• **INFORMATION PROVIDED**:

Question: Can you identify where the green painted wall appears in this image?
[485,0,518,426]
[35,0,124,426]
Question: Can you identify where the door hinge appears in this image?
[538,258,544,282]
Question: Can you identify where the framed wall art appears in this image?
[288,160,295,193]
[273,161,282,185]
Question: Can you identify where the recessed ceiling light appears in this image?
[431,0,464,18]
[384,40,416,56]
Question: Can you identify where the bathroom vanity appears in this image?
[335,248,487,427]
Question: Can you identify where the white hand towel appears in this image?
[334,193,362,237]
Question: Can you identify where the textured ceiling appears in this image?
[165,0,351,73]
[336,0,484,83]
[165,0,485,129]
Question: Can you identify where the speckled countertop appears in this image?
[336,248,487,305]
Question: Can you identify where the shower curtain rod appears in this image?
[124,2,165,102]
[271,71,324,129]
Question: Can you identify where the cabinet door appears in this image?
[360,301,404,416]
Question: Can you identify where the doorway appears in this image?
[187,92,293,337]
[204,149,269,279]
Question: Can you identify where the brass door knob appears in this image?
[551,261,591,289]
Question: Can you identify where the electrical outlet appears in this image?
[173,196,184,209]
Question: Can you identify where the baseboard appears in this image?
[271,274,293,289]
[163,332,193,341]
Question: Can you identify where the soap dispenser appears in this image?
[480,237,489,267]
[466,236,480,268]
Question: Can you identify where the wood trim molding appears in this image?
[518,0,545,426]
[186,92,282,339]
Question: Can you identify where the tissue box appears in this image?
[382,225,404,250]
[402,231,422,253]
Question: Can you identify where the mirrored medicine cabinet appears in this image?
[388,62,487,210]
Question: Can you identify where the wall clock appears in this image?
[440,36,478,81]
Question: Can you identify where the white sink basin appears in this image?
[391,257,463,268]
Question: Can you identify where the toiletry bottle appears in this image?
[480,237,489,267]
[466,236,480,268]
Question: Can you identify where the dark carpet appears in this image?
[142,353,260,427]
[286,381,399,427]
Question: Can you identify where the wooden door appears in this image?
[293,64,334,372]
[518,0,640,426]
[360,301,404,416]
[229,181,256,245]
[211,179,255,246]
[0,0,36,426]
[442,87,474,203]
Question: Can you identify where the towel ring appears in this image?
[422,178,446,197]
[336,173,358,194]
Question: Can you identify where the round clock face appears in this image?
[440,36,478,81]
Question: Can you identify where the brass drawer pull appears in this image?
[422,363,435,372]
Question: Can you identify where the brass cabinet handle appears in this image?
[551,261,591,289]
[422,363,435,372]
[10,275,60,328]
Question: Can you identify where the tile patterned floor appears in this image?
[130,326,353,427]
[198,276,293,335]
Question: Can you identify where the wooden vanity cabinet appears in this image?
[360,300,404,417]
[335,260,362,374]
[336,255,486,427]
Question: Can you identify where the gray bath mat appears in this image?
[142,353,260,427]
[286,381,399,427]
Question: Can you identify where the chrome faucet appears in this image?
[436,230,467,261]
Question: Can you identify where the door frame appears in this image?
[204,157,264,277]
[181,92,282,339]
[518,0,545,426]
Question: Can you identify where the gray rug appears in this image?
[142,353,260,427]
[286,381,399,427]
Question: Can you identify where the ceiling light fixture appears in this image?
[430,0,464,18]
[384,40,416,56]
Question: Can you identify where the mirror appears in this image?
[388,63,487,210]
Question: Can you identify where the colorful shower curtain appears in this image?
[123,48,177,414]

==

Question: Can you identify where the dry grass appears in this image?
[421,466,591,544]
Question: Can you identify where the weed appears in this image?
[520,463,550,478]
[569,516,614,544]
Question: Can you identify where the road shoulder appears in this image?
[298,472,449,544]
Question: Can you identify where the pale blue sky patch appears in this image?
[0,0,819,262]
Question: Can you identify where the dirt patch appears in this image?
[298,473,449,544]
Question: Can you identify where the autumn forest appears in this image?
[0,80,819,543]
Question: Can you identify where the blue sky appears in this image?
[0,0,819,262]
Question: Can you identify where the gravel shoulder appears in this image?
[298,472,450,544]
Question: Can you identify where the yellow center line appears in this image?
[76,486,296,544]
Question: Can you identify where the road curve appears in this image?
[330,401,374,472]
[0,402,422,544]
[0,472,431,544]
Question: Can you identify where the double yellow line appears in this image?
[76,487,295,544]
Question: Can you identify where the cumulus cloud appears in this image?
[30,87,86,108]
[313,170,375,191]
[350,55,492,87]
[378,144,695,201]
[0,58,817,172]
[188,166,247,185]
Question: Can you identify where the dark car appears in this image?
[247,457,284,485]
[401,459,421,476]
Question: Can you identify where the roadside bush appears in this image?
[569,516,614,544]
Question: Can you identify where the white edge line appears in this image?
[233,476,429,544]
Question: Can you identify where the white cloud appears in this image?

* * *

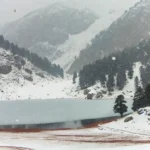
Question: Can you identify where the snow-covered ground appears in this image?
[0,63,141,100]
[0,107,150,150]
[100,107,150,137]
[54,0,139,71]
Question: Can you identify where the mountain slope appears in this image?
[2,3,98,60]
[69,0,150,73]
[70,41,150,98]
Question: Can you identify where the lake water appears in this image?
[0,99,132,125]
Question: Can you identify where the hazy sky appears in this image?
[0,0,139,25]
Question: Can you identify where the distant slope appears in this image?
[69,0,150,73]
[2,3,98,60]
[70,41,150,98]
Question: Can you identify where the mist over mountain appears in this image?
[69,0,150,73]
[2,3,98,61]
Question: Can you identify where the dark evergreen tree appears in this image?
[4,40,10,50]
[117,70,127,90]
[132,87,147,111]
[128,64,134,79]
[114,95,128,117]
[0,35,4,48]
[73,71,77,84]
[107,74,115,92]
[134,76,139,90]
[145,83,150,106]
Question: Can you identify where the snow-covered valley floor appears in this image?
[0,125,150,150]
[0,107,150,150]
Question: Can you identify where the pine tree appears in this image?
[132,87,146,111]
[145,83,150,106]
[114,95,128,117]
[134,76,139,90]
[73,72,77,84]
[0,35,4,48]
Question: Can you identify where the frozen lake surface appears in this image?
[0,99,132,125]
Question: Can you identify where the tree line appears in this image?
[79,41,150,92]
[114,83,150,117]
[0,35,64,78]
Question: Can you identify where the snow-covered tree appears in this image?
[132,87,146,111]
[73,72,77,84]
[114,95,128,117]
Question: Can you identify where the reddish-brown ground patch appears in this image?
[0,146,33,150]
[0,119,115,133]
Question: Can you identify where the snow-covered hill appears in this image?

• **DIRECTIONS**:
Please pull out the records, unchanged, from the line with "Question: Can you identify where the green" to the line with "[334,193,362,237]", keeping both of those lines.

• **THE OUTPUT**:
Question: Can you identify where the green painted wall appears in this image?
[485,0,518,426]
[35,0,124,426]
Question: Can you identify where the door hinge appears in this image?
[538,258,544,282]
Question: Can you identify where the framed wall art appears in this image?
[288,160,295,193]
[273,161,282,185]
Question: Can you identify where the recessed ceiling light appears in this image?
[431,0,464,18]
[384,40,416,56]
Question: Can you identify where the bathroom vanity appears in this image?
[335,248,487,427]
Question: Can you identify where the white hand towel appears in this image?
[334,193,362,237]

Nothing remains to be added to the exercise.